** Exercise description **
Reproduce every one of the records below word for word, keeping each line unchanged.

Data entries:
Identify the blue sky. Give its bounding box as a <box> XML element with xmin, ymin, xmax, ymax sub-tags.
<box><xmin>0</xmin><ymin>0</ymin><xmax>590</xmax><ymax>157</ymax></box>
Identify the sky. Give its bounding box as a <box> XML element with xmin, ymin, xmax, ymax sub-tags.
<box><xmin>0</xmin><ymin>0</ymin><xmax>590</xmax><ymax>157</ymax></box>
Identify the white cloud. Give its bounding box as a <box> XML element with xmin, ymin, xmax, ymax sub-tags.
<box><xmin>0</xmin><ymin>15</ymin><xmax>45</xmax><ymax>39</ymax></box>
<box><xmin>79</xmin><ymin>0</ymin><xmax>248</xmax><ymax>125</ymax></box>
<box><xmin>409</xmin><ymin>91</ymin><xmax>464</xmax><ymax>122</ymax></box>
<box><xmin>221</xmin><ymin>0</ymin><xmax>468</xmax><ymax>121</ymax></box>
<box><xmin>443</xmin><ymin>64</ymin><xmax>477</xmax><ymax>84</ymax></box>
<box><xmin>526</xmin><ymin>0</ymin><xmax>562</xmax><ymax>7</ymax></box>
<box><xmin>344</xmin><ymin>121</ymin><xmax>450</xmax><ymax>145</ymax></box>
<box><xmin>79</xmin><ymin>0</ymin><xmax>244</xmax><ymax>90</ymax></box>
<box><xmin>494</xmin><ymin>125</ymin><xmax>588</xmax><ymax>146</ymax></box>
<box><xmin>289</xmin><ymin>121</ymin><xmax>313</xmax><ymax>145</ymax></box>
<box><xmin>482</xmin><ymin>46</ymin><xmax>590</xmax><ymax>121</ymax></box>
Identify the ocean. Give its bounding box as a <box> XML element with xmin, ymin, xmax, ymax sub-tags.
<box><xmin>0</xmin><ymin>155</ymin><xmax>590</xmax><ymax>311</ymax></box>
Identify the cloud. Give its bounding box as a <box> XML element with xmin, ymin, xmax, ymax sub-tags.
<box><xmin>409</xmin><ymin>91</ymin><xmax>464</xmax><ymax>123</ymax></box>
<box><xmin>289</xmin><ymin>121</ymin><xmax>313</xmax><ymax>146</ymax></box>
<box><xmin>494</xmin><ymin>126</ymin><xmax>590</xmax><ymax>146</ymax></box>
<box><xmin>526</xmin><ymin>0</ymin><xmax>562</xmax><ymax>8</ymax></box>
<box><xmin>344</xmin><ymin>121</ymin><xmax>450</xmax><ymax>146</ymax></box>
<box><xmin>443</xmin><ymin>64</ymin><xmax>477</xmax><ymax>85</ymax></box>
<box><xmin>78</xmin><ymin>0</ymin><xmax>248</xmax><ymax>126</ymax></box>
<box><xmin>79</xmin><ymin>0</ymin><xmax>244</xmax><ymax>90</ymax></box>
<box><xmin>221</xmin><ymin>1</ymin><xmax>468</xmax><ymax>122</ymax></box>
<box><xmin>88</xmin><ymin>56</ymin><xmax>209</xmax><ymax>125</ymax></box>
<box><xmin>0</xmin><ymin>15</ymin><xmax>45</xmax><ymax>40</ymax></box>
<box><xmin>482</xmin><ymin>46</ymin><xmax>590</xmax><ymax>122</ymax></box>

** Complete response **
Identify the blue sky. Give its bounding box as a <box> XML element with xmin, ymin, xmax, ymax sub-tags.
<box><xmin>0</xmin><ymin>0</ymin><xmax>590</xmax><ymax>157</ymax></box>
Identify the sky. Give its bounding box as a <box> XML element with xmin, ymin, xmax, ymax sub-tags.
<box><xmin>0</xmin><ymin>0</ymin><xmax>590</xmax><ymax>157</ymax></box>
Identify the white cloud. Give its bounding box as a <box> XML element with xmin, ymin, xmax, ymax sub-tags.
<box><xmin>0</xmin><ymin>15</ymin><xmax>45</xmax><ymax>39</ymax></box>
<box><xmin>79</xmin><ymin>0</ymin><xmax>248</xmax><ymax>125</ymax></box>
<box><xmin>409</xmin><ymin>91</ymin><xmax>464</xmax><ymax>122</ymax></box>
<box><xmin>221</xmin><ymin>0</ymin><xmax>468</xmax><ymax>121</ymax></box>
<box><xmin>443</xmin><ymin>64</ymin><xmax>477</xmax><ymax>84</ymax></box>
<box><xmin>526</xmin><ymin>0</ymin><xmax>562</xmax><ymax>7</ymax></box>
<box><xmin>344</xmin><ymin>121</ymin><xmax>450</xmax><ymax>145</ymax></box>
<box><xmin>79</xmin><ymin>0</ymin><xmax>244</xmax><ymax>90</ymax></box>
<box><xmin>494</xmin><ymin>125</ymin><xmax>588</xmax><ymax>146</ymax></box>
<box><xmin>289</xmin><ymin>121</ymin><xmax>313</xmax><ymax>145</ymax></box>
<box><xmin>482</xmin><ymin>46</ymin><xmax>590</xmax><ymax>121</ymax></box>
Identify the ocean. Give its bounding box as a <box> XML element with xmin, ymin, xmax, ymax sub-tags.
<box><xmin>0</xmin><ymin>155</ymin><xmax>590</xmax><ymax>311</ymax></box>
Identify the cloud. Give its bounding box as a <box> XML element with xmin, ymin, xmax, ymax sub-tags.
<box><xmin>409</xmin><ymin>91</ymin><xmax>464</xmax><ymax>123</ymax></box>
<box><xmin>289</xmin><ymin>121</ymin><xmax>313</xmax><ymax>146</ymax></box>
<box><xmin>494</xmin><ymin>126</ymin><xmax>590</xmax><ymax>146</ymax></box>
<box><xmin>526</xmin><ymin>0</ymin><xmax>562</xmax><ymax>8</ymax></box>
<box><xmin>344</xmin><ymin>121</ymin><xmax>450</xmax><ymax>146</ymax></box>
<box><xmin>443</xmin><ymin>64</ymin><xmax>477</xmax><ymax>85</ymax></box>
<box><xmin>78</xmin><ymin>0</ymin><xmax>248</xmax><ymax>126</ymax></box>
<box><xmin>79</xmin><ymin>0</ymin><xmax>244</xmax><ymax>90</ymax></box>
<box><xmin>221</xmin><ymin>1</ymin><xmax>468</xmax><ymax>122</ymax></box>
<box><xmin>88</xmin><ymin>56</ymin><xmax>209</xmax><ymax>125</ymax></box>
<box><xmin>0</xmin><ymin>15</ymin><xmax>45</xmax><ymax>40</ymax></box>
<box><xmin>482</xmin><ymin>46</ymin><xmax>590</xmax><ymax>122</ymax></box>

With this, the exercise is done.